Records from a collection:
____________________

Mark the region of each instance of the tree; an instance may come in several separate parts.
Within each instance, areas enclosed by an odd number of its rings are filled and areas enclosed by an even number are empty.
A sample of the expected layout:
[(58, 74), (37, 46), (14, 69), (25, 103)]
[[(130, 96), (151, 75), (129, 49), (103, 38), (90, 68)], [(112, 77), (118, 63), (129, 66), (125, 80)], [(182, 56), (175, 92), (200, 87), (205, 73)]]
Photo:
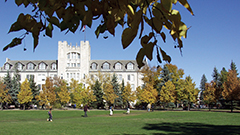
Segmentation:
[(124, 90), (122, 91), (122, 100), (125, 105), (136, 100), (136, 94), (132, 91), (130, 83), (127, 83), (127, 86), (124, 87)]
[(207, 78), (205, 76), (205, 74), (202, 75), (202, 79), (200, 82), (200, 90), (204, 91), (205, 90), (205, 84), (207, 83)]
[[(160, 92), (160, 101), (164, 103), (174, 103), (176, 101), (176, 91), (174, 84), (168, 80)], [(165, 105), (164, 105), (165, 107)]]
[(158, 91), (152, 85), (146, 83), (144, 88), (137, 88), (137, 97), (142, 102), (153, 104), (157, 101)]
[(67, 104), (70, 100), (70, 93), (67, 89), (67, 83), (64, 83), (63, 86), (60, 87), (60, 91), (57, 93), (60, 99), (60, 102), (63, 104)]
[(12, 98), (11, 100), (12, 104), (14, 105), (19, 104), (17, 95), (18, 95), (18, 92), (20, 91), (20, 86), (21, 86), (20, 80), (21, 80), (21, 76), (19, 75), (18, 64), (16, 63), (14, 65), (14, 75), (11, 80), (11, 89), (9, 89), (8, 91), (8, 93), (11, 95), (11, 98)]
[(236, 64), (235, 64), (233, 61), (231, 61), (230, 69), (231, 69), (231, 70), (235, 70), (236, 73), (237, 73), (237, 76), (238, 76), (237, 66), (236, 66)]
[(39, 100), (40, 105), (53, 105), (56, 101), (55, 87), (53, 86), (53, 80), (49, 77), (46, 78), (45, 84), (42, 87), (42, 91), (36, 97)]
[(101, 83), (96, 80), (94, 86), (92, 86), (93, 94), (96, 96), (96, 101), (92, 103), (92, 106), (95, 108), (104, 108), (104, 102), (103, 102), (103, 90), (101, 88)]
[(29, 83), (30, 83), (30, 88), (32, 90), (32, 95), (33, 95), (32, 103), (33, 104), (38, 104), (36, 96), (39, 95), (39, 88), (37, 87), (33, 77), (30, 77)]
[(1, 103), (1, 110), (3, 110), (3, 103), (10, 102), (11, 96), (8, 94), (8, 90), (6, 84), (0, 81), (0, 103)]
[(121, 107), (123, 105), (123, 101), (122, 101), (122, 96), (120, 92), (120, 86), (118, 84), (117, 76), (115, 74), (113, 74), (111, 84), (113, 86), (114, 93), (118, 96), (115, 99), (113, 106)]
[(20, 104), (23, 104), (23, 110), (25, 110), (26, 103), (29, 103), (32, 101), (32, 90), (30, 88), (30, 83), (28, 82), (28, 79), (26, 78), (25, 81), (21, 85), (21, 90), (17, 95), (18, 102)]
[(80, 83), (75, 89), (74, 92), (74, 102), (77, 107), (80, 107), (82, 104), (90, 104), (91, 102), (96, 101), (96, 96), (93, 94), (93, 90), (90, 87), (85, 88), (82, 83)]
[(114, 103), (116, 98), (118, 98), (111, 83), (106, 83), (104, 85), (103, 93), (103, 99), (108, 103), (109, 106)]
[[(5, 0), (7, 1), (7, 0)], [(173, 9), (173, 4), (179, 2), (192, 15), (193, 11), (187, 0), (83, 0), (83, 1), (50, 1), (50, 0), (17, 0), (16, 5), (32, 6), (32, 15), (20, 13), (18, 19), (12, 24), (10, 32), (25, 30), (22, 37), (16, 37), (3, 50), (21, 44), (26, 35), (32, 34), (33, 48), (38, 46), (39, 35), (52, 37), (53, 28), (61, 31), (75, 33), (80, 23), (81, 28), (92, 27), (94, 20), (100, 24), (95, 30), (98, 38), (100, 33), (108, 31), (115, 36), (115, 28), (122, 26), (122, 46), (127, 48), (139, 33), (142, 48), (139, 50), (136, 60), (139, 67), (144, 65), (146, 56), (152, 60), (153, 48), (156, 47), (157, 59), (170, 62), (171, 57), (157, 44), (157, 35), (166, 41), (163, 26), (169, 31), (171, 37), (178, 45), (180, 52), (183, 47), (182, 37), (186, 38), (189, 29), (181, 20), (179, 11)], [(146, 25), (145, 25), (146, 24)], [(151, 32), (143, 36), (145, 26), (150, 27)], [(153, 40), (151, 40), (153, 39)], [(160, 58), (162, 55), (162, 60)]]
[(178, 91), (180, 99), (187, 101), (188, 111), (190, 110), (190, 104), (197, 101), (198, 89), (195, 88), (196, 84), (192, 82), (192, 78), (187, 76), (184, 81), (183, 89)]
[(211, 111), (211, 105), (217, 102), (217, 95), (216, 95), (216, 82), (211, 81), (211, 83), (205, 84), (205, 91), (204, 91), (204, 102), (208, 104), (209, 111)]
[(228, 70), (227, 81), (223, 84), (222, 96), (231, 102), (231, 112), (233, 112), (233, 101), (239, 100), (240, 81), (237, 78), (236, 70)]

____________________

▶ To be done:
Retype, without any changes, the lines from the beginning of the listing through the line containing "87), (205, 73)]]", including that line.

▶ Exercise output:
Mark the region of each instance of the tree; an instance may come in several separate parts.
Within each instance, areas enclosed by an odd number of its rings are filled and areas enclosed by an even number are empty.
A sample of the expected layout:
[(58, 74), (37, 46), (14, 69), (25, 103)]
[[(130, 96), (151, 75), (129, 49), (103, 38), (90, 68)], [(112, 77), (118, 63), (129, 66), (125, 80)], [(182, 56), (175, 92), (200, 87), (205, 73)]]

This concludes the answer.